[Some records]
::::
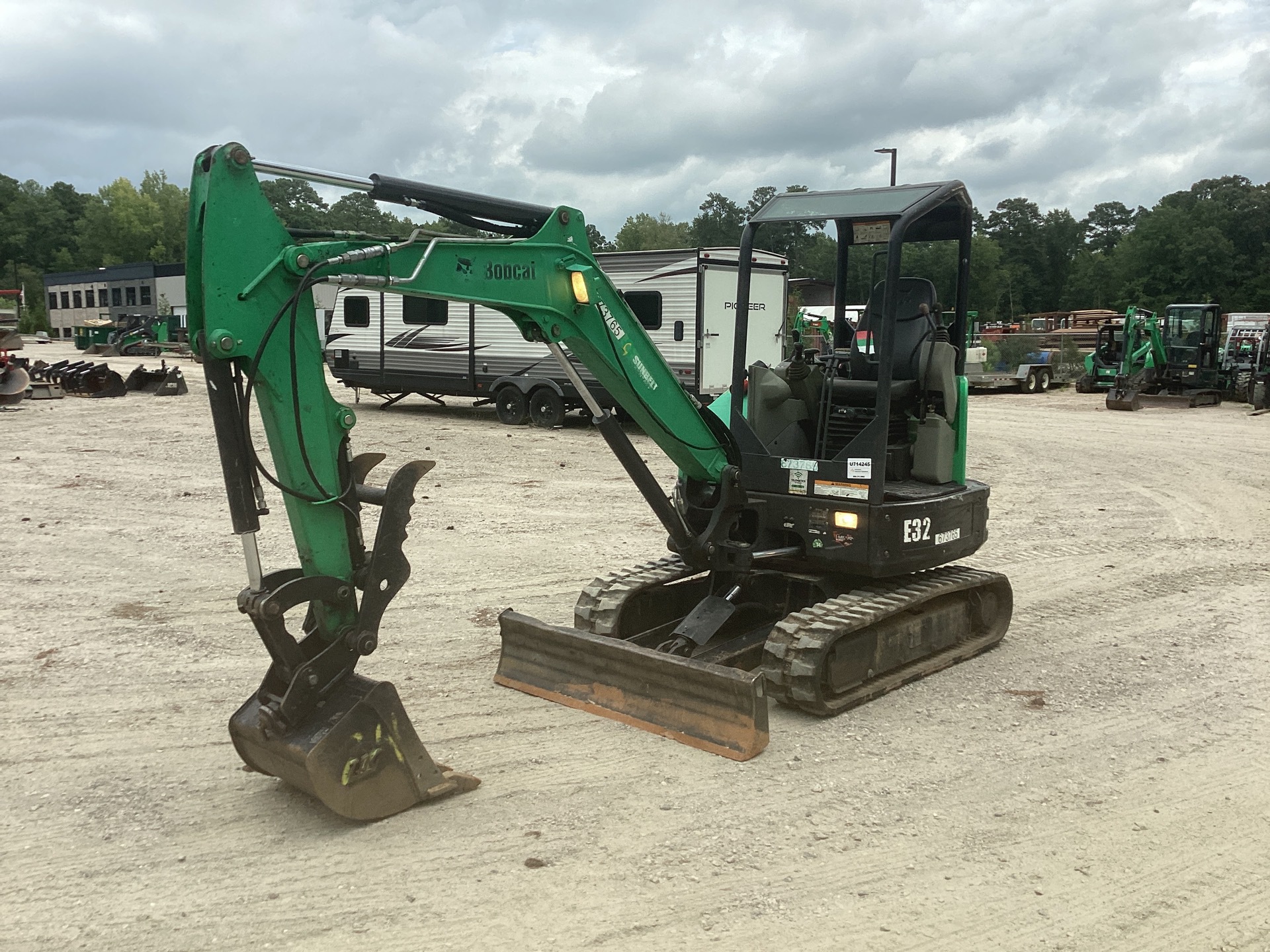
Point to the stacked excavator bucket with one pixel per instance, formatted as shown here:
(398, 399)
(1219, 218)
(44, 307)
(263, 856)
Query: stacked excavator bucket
(13, 383)
(165, 381)
(42, 385)
(88, 380)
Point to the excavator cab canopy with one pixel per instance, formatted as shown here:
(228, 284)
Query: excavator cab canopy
(882, 366)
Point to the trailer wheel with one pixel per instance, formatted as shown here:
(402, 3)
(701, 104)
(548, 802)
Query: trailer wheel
(546, 408)
(511, 405)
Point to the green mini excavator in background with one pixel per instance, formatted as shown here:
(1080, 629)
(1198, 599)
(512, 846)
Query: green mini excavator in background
(1170, 361)
(817, 509)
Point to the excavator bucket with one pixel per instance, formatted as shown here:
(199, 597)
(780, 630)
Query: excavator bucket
(706, 706)
(1124, 399)
(13, 383)
(359, 754)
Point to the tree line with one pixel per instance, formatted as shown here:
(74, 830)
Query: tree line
(1208, 243)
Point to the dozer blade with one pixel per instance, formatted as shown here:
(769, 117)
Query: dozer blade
(712, 707)
(1187, 400)
(359, 754)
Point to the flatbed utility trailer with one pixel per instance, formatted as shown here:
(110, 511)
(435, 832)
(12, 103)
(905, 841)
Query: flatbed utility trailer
(1031, 364)
(685, 300)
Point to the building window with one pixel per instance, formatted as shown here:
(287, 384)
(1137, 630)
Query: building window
(425, 310)
(647, 305)
(357, 311)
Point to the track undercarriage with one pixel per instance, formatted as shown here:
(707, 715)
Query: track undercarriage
(822, 644)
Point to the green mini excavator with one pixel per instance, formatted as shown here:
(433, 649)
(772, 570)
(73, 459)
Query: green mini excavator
(818, 506)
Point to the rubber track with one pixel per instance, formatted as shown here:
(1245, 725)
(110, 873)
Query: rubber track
(600, 603)
(800, 643)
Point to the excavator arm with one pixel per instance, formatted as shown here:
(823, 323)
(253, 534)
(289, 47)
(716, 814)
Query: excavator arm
(314, 721)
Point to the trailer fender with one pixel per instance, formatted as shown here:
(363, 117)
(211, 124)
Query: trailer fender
(527, 383)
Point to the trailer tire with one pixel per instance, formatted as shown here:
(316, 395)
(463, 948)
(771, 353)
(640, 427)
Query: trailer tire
(511, 405)
(1244, 387)
(546, 408)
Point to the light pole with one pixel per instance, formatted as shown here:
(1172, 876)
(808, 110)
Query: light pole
(892, 151)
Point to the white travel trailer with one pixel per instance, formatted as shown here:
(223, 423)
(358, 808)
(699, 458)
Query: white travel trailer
(394, 346)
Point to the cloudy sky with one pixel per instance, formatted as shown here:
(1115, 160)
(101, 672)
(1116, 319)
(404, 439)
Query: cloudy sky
(625, 107)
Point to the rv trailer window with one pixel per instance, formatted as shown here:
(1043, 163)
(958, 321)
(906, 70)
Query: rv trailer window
(425, 310)
(647, 306)
(357, 311)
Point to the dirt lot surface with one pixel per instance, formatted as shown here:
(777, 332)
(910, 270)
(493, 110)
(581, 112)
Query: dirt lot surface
(1101, 781)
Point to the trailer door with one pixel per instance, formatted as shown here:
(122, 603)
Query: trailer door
(763, 343)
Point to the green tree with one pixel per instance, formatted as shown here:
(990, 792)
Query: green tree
(644, 233)
(719, 222)
(296, 204)
(124, 223)
(599, 243)
(1107, 223)
(357, 211)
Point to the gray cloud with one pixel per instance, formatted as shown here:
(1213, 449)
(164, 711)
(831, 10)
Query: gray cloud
(619, 108)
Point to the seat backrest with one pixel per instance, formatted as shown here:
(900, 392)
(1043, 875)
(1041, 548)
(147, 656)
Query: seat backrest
(911, 331)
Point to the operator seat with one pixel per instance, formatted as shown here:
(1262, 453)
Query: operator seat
(923, 362)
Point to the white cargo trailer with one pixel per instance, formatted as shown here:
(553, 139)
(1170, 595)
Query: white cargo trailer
(396, 346)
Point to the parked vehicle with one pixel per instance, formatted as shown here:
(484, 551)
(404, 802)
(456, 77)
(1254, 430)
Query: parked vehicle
(394, 346)
(1246, 353)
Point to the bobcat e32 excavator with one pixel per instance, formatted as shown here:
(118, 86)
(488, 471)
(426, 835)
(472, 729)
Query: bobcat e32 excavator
(817, 509)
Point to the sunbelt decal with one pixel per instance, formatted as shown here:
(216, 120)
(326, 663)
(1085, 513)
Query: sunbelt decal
(643, 372)
(614, 327)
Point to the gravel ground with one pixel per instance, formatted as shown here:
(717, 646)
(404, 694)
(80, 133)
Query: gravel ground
(1097, 782)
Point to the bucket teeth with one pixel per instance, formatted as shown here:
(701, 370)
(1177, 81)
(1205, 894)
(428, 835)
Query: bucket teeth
(359, 754)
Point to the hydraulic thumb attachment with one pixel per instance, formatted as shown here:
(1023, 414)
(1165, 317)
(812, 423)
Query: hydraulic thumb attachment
(314, 721)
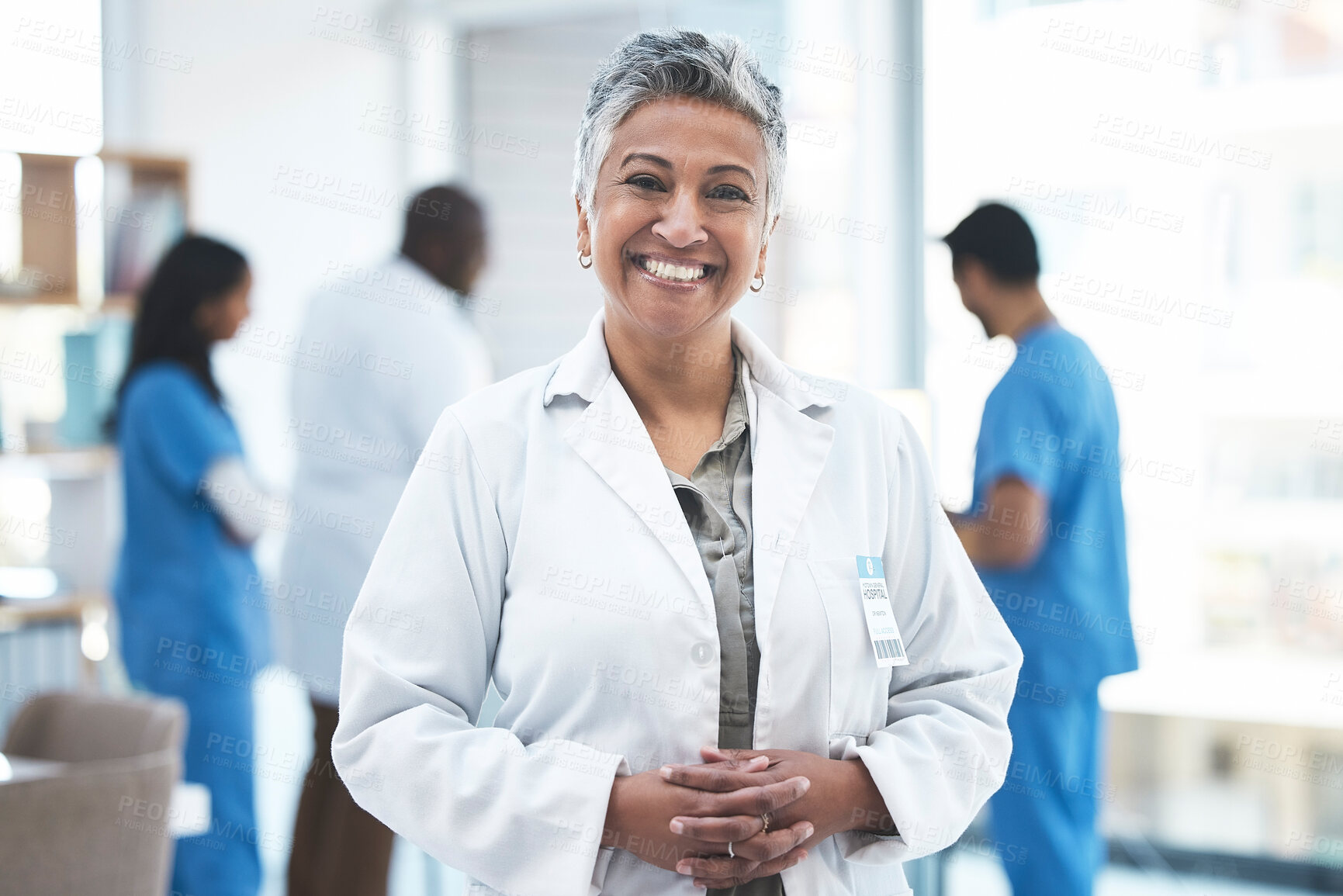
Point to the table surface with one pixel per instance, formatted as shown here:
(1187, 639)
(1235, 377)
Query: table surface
(15, 769)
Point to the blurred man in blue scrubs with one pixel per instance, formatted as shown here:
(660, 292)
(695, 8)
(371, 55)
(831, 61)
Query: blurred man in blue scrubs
(1047, 535)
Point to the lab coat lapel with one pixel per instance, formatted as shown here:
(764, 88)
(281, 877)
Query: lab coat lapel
(610, 435)
(787, 455)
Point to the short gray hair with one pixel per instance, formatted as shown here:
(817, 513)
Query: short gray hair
(674, 62)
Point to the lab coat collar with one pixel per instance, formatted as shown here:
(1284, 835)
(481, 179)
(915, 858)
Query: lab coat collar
(584, 370)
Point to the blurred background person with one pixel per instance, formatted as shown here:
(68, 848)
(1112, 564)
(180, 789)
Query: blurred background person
(409, 327)
(185, 628)
(1047, 535)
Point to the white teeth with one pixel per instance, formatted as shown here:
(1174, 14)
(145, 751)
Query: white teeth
(672, 272)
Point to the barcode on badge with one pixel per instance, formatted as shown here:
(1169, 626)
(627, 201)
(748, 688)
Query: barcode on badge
(889, 649)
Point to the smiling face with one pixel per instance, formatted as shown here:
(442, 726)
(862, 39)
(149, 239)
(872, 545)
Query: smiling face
(680, 216)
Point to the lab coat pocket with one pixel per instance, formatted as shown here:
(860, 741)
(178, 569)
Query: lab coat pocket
(858, 688)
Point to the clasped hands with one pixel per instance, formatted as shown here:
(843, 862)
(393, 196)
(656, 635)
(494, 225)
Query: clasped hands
(683, 817)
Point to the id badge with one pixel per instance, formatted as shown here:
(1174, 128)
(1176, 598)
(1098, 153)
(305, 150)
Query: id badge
(887, 644)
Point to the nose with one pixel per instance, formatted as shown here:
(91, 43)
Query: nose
(680, 222)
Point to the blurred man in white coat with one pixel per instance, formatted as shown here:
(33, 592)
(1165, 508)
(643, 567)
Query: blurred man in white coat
(383, 351)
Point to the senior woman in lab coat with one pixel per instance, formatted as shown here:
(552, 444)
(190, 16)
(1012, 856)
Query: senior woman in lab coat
(683, 565)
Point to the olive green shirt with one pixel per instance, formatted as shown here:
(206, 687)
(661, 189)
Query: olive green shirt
(716, 501)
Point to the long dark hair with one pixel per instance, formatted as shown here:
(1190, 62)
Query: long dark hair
(196, 270)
::::
• [What the exercise asks] Copy out every line of the material above exactly, skipping the pictures.

• [Expected answer]
Point to the stacked excavator bucket with one pixel per instance, formatted as shown here:
(398, 399)
(1219, 218)
(44, 307)
(263, 856)
Query: stacked excavator bucket
(13, 383)
(165, 381)
(42, 385)
(88, 380)
Point to the excavator cab canopy with one pixel per instance, formatted as shown here:
(228, 284)
Query: excavator cab canopy
(882, 366)
Point to the trailer wheel with one pixel per instance, formatted as shown here:
(402, 3)
(701, 104)
(548, 802)
Query: trailer wheel
(546, 408)
(511, 405)
Point to the green mini excavator in background with one pixel per instance, formatted as shown here:
(1080, 629)
(1198, 599)
(512, 846)
Query: green mini excavator in background
(1170, 361)
(817, 509)
Point to the excavator bucket with one pixel per instance, formatted as shown here:
(199, 597)
(780, 630)
Query: excavator bucket
(706, 706)
(1124, 399)
(13, 383)
(359, 754)
Point to the tree line with one pixel per instance, formatted as shown here:
(74, 830)
Query: tree line
(1208, 243)
Point to the dozer blade with one pixel per instance, formatted as shown here:
(769, 117)
Query: dozer blade
(712, 707)
(1187, 400)
(359, 754)
Point to the flatbed utility trailer with one pixel per instance, formatted as shown here:
(110, 511)
(435, 832)
(12, 103)
(905, 841)
Query: flatbed utility trailer
(1031, 364)
(685, 300)
Point to the building window with one pixel per instance, formatted as shown here:
(287, 384)
(1137, 630)
Query: building window
(425, 310)
(647, 305)
(357, 311)
Point to the track undercarriage with one pixel per instance, formatted as shown here:
(707, 715)
Query: track undercarriage
(822, 644)
Point to the green mini excavator with one pixel per instance, formatted as shown here:
(433, 649)
(772, 570)
(73, 459)
Query: green mini excavator
(818, 506)
Point to the rubber track with one pixel per instance, formatted as shown here:
(1245, 725)
(110, 873)
Query: rubber track
(600, 603)
(800, 643)
Point to the excavator arm with one pixel per instance, formatted as shown here:
(823, 323)
(253, 534)
(289, 47)
(716, 814)
Query: excavator arm
(314, 721)
Point to the trailer fender with one pixel per instance, formatted as shown here:
(363, 117)
(211, 124)
Query: trailer fender
(527, 383)
Point to the trailer tire with one pixel per instance, formatted as shown here:
(316, 395)
(463, 948)
(771, 353)
(640, 427)
Query: trailer tire
(511, 405)
(1244, 387)
(546, 408)
Point to the light pole with one pixel per instance, formatted as shown here:
(1172, 876)
(808, 110)
Query: light pole
(892, 151)
Point to the white travel trailer with one pixel per instance, formatted as shown here:
(223, 423)
(358, 808)
(699, 458)
Query: white travel trailer
(394, 346)
Point to the cloudy sky with one pixel per instance, formatted as shown here:
(1115, 160)
(101, 672)
(1116, 319)
(404, 439)
Query: cloudy sky
(625, 107)
Point to the rv trailer window with one pixel per instance, formatted as shown here:
(1043, 163)
(958, 321)
(906, 70)
Query: rv trailer window
(425, 310)
(647, 306)
(357, 311)
Point to the dirt lot surface with one pixel per instance, formatted as shown here:
(777, 332)
(910, 270)
(493, 110)
(581, 112)
Query: dirt lot surface
(1101, 781)
Point to the trailer door with one pixel per instance, formatted as shown here:
(122, 603)
Query: trailer door
(763, 343)
Point to the green tree with one pixel per instance, formatted as shown here:
(990, 792)
Query: green tree
(644, 233)
(719, 222)
(296, 204)
(124, 223)
(599, 243)
(1107, 223)
(357, 211)
Point to the gray cloud with one pixel per instance, formatted as shown here:
(1213, 449)
(164, 711)
(831, 10)
Query: gray cloud
(619, 108)
Point to the seat backrest with one pixel per instance, formatted as shown here:
(900, 392)
(1043, 875)
(1041, 548)
(147, 656)
Query: seat backrest
(911, 331)
Point to the operator seat with one pixel per instance, formatted as shown here:
(1262, 453)
Query: operator seat
(923, 362)
Point to the white cargo trailer with one pixel per instance, formatted as shown here:
(553, 139)
(1170, 595)
Query: white cargo trailer
(396, 346)
Point to the parked vehicle with one pixel per instance, formatted as shown here:
(484, 551)
(404, 802)
(456, 77)
(1254, 430)
Query: parked vehicle
(394, 346)
(1246, 353)
Point to the bobcat e32 excavator with one pixel per instance, formatted as shown here:
(118, 86)
(488, 471)
(426, 835)
(472, 729)
Query: bobcat e32 excavator
(817, 509)
Point to the sunbelt decal with one pixel per instance, formatted as shown here:
(216, 120)
(326, 663)
(1085, 513)
Query: sunbelt decal
(643, 372)
(614, 327)
Point to the gravel ground with one pixel per instance, formatted as shown here:
(717, 646)
(404, 694)
(80, 133)
Query: gravel ground
(1097, 782)
Point to the bucket teeth with one pixel per instance, formatted as shown here:
(701, 370)
(1177, 81)
(1205, 894)
(428, 835)
Query: bucket teeth
(359, 754)
Point to the hydraulic thumb attachment with one pixel per instance, formatted as shown here:
(1023, 414)
(1165, 317)
(812, 423)
Query: hydraulic thumb attachment
(314, 721)
Point to the table surface with one pixel per instance, formatted as shown here:
(1187, 639)
(1235, 377)
Query: table surface
(15, 769)
Point to the blurred man in blue scrubs with one pixel per instance, formatted as shown here:
(660, 292)
(695, 8)
(371, 55)
(831, 61)
Query: blurred man in blue scrubs
(1047, 535)
Point to the lab coat lapel with one pixel per instance, formatted as shown here:
(764, 88)
(281, 877)
Query: lab coat lapel
(610, 435)
(787, 455)
Point to the short gray hair with one pixel per instance, formatted as shown here:
(817, 513)
Query: short gray hair
(674, 62)
Point to the lab coat collar with one pixel per instance, formatted as shown here:
(1284, 835)
(481, 179)
(915, 858)
Query: lab coat collar
(584, 370)
Point to the blurred background person with one pixel per instance, formatted as shown here:
(68, 848)
(1112, 564)
(180, 789)
Query: blurred background person
(409, 327)
(185, 628)
(1047, 535)
Point to the white teeth with one pixel per instance, formatted as shown here:
(1174, 14)
(145, 751)
Query: white teeth
(672, 272)
Point to the barcode on badge with one pixel per instance, formatted as shown here:
(1169, 626)
(627, 201)
(748, 688)
Query: barcode on badge
(889, 649)
Point to the smiling face with one pixel per instance, formatted as shown here:
(442, 726)
(862, 39)
(149, 239)
(872, 545)
Query: smiling face
(680, 216)
Point to the lab coat pocket with one pixel per instance, formatted as shown here:
(860, 741)
(178, 569)
Query: lab coat pocket
(858, 688)
Point to the clasped hands with one pixel per instance, formatted as shown here:
(843, 862)
(393, 196)
(656, 635)
(494, 225)
Query: clasped hands
(683, 817)
Point to the id badge with one pixel per instance, formatted as shown here:
(1174, 128)
(1176, 598)
(1098, 153)
(305, 150)
Query: id badge
(887, 644)
Point to the nose with one pixel per instance, formatted as shown here:
(91, 43)
Query: nose
(680, 222)
Point to the blurred man in white coat with one pixel per instance, formatted as shown here:
(33, 592)
(1165, 508)
(643, 567)
Query: blurred man in white coat
(383, 351)
Point to the senior woman in lab coat with one pixel per instance, formatted as shown here:
(552, 444)
(190, 16)
(1012, 856)
Query: senior woman in lab coat
(683, 565)
Point to the olive green shirt with one pixel per instance, formatted as shown here:
(206, 687)
(661, 189)
Query: olive green shirt
(716, 501)
Point to the long dark hair with one pixel per instance, formatted as shown here:
(1190, 62)
Query: long dark hair
(196, 270)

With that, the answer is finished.